- _PROBLEMA BREVE 1_:
Responde estas preguntas según el texto sobre la corrupción política en Turquía que aparece abajo:
(a) ¿Qué estaban más interesados en conseguir los políticos de la democracia turca?
(b) ¿A qué atribuye el texto el resultado catastrófico, en lugar de a los empresarios?
(c) Además del ecosistema, ¿a quiénes alcanzó el daño?

Alguien podía preguntarse por qué no se hizo nada desde la Administración, ya fuera la central o las regionales. Todo sistema político conlleva corrupción. Ciertas personas intentan aprovecharse para sí mismos o para otros del poder que ostentan y la financiación que mueve su parte del sistema. Los políticos de la democracia turca estaban más interesados en conseguir el voto de las comunidades costeras que de denunciar el daño que estaba haciendo una política promocionada por el propio sistema, así que era preferible hacer la vista gorda a lo que ocurría. El resultado fue catastrófico, pero no por los malvados empresarios ávidos de dinero que se saltaban una regulación protectora, sino por una confluencia de políticos ávidos de poder, o al menos de votos, que vendían a amigos y gente sin escrúpulos favores que les permitían conseguir a todos, mientras todo fuera bien, pingües beneficios[5]. El daño no fue sólo para el ecosistema, fue también para los que vieron invadida su forma tradicional de vida y para gente que, con poca vista, decidió invertir en algo que su Gobierno aconsejaba. Puede que alguno diga que estos últimos se lo merecen, por no fijarse en quién es el enemigo y confiar en trileros, pero no menos cierto es que no todo el mundo tiene esa perspectiva del liberal que vigila a los vigilantes.

- _PROBLEMA BREVE 2_:
Extrae de los registros cada línea que contenga la cadena "cloud", distinguiendo entre mayúsculas y minúsculas.

- _LOS REGISTROS_:
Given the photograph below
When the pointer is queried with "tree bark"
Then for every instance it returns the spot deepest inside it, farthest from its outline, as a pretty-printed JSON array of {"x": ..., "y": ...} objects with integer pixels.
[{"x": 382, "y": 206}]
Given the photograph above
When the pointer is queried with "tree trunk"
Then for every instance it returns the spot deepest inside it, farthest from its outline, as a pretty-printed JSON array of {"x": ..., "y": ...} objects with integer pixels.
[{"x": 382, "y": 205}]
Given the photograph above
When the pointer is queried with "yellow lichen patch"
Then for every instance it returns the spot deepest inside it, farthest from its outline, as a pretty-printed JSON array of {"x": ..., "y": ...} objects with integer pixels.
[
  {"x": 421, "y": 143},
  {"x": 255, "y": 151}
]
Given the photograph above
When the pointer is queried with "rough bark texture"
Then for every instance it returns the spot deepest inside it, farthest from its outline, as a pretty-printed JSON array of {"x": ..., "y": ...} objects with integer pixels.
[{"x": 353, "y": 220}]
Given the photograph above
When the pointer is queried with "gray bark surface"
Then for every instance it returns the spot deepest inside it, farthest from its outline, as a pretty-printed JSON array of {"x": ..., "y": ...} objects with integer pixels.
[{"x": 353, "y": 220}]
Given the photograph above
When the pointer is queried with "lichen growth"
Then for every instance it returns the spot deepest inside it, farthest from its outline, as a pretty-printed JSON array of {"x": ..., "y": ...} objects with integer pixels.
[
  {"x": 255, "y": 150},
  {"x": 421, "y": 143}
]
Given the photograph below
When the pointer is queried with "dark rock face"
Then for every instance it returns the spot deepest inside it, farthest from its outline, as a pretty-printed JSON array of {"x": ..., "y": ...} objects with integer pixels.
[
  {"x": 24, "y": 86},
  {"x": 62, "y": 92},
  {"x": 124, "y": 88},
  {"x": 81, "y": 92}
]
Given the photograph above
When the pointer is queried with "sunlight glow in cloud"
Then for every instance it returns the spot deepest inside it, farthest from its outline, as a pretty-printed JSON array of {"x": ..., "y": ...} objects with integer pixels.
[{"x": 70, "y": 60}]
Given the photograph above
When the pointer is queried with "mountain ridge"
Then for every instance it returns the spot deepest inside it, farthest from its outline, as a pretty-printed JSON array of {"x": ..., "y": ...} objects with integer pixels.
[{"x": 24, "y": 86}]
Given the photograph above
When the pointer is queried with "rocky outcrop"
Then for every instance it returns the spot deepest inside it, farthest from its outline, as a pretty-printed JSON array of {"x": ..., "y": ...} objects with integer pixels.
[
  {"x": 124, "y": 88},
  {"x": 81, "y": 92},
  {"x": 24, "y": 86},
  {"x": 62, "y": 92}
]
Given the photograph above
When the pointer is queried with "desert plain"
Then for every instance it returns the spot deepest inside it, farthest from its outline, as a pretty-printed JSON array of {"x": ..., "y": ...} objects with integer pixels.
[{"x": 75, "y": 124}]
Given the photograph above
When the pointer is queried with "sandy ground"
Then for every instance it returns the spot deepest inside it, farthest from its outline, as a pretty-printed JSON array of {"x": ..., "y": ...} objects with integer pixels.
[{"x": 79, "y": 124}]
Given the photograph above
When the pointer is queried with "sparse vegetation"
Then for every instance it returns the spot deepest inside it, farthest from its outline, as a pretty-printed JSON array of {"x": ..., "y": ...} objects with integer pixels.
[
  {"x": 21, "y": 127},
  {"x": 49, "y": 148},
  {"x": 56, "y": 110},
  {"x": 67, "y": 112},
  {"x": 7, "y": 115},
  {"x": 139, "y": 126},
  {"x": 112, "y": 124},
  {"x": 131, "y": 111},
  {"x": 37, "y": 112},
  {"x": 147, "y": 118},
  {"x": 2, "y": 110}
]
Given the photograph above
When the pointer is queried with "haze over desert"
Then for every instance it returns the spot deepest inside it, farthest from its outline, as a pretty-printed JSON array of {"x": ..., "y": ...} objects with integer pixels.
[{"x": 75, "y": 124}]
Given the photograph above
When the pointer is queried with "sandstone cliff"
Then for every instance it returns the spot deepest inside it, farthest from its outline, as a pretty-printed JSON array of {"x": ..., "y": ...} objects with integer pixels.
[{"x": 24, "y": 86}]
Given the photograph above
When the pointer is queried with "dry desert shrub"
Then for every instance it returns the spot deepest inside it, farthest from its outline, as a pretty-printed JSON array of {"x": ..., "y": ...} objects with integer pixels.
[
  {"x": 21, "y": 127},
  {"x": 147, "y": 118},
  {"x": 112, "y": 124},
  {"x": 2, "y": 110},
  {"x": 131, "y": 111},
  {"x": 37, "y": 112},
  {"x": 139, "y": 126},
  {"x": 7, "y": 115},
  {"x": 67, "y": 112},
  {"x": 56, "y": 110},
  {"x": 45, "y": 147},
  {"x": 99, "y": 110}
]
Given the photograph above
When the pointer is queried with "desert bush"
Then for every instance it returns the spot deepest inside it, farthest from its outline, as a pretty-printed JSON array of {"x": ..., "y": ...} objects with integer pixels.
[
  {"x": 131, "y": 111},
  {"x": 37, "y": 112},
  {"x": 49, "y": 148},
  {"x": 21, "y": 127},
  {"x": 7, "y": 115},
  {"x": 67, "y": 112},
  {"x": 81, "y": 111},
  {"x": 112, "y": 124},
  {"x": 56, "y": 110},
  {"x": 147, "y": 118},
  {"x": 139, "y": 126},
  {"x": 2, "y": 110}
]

...

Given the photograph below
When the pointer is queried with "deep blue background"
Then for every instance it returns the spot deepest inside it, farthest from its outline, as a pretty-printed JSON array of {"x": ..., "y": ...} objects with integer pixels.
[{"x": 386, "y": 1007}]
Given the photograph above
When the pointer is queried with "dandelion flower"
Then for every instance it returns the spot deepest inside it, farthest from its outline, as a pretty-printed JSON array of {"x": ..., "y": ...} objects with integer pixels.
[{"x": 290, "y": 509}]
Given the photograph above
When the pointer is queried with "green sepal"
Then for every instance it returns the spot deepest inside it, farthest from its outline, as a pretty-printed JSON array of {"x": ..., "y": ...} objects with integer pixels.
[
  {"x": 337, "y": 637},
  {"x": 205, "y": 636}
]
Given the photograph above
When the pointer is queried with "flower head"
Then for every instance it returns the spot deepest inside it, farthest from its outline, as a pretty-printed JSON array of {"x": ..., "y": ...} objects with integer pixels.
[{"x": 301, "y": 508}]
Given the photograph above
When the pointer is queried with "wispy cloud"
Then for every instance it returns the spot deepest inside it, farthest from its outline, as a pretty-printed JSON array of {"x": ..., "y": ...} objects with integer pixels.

--

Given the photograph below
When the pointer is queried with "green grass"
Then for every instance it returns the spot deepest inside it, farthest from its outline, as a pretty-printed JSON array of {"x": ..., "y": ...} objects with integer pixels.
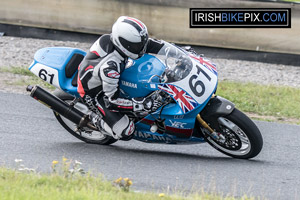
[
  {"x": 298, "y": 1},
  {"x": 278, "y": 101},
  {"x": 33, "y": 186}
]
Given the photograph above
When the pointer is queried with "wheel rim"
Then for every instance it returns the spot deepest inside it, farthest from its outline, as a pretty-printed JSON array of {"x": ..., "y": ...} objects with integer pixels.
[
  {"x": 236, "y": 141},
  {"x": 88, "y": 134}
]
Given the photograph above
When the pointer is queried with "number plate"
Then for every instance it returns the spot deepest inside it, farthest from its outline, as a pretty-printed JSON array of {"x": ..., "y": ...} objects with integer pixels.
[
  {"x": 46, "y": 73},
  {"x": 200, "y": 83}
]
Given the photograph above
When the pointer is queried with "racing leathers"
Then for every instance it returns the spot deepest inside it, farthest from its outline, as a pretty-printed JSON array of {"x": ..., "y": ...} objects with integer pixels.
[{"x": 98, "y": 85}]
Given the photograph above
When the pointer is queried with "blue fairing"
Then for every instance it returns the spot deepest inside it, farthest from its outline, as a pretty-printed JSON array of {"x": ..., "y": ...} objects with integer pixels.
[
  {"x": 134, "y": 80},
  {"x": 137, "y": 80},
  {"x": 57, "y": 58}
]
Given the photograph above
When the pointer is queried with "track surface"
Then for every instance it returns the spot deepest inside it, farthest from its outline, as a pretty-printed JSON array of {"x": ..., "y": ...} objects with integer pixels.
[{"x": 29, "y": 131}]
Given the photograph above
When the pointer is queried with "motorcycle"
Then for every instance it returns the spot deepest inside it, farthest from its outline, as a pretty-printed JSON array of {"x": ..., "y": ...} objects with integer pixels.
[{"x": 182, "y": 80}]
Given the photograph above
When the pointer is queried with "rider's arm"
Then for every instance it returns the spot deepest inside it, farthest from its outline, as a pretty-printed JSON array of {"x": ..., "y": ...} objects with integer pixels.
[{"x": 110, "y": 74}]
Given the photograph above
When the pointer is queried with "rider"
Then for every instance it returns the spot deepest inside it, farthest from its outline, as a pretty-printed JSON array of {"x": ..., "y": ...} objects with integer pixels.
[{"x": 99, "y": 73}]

- _SOLUCIÓN ESCRITA 1_:
(a) El voto de las comunidades costeras.
(b) A una confluencia de políticos ávidos de poder, o al menos de votos, que vendían favores a amigos y gente sin escrúpulos.
(c) A los que vieron invadida su forma tradicional de vida y a la gente que decidió invertir en algo que su Gobierno aconsejaba.

- _SOLUCIÓN ESCRITA 2_:
When the pointer is queried with "sunlight glow in cloud"
When the pointer is queried with "wispy cloud"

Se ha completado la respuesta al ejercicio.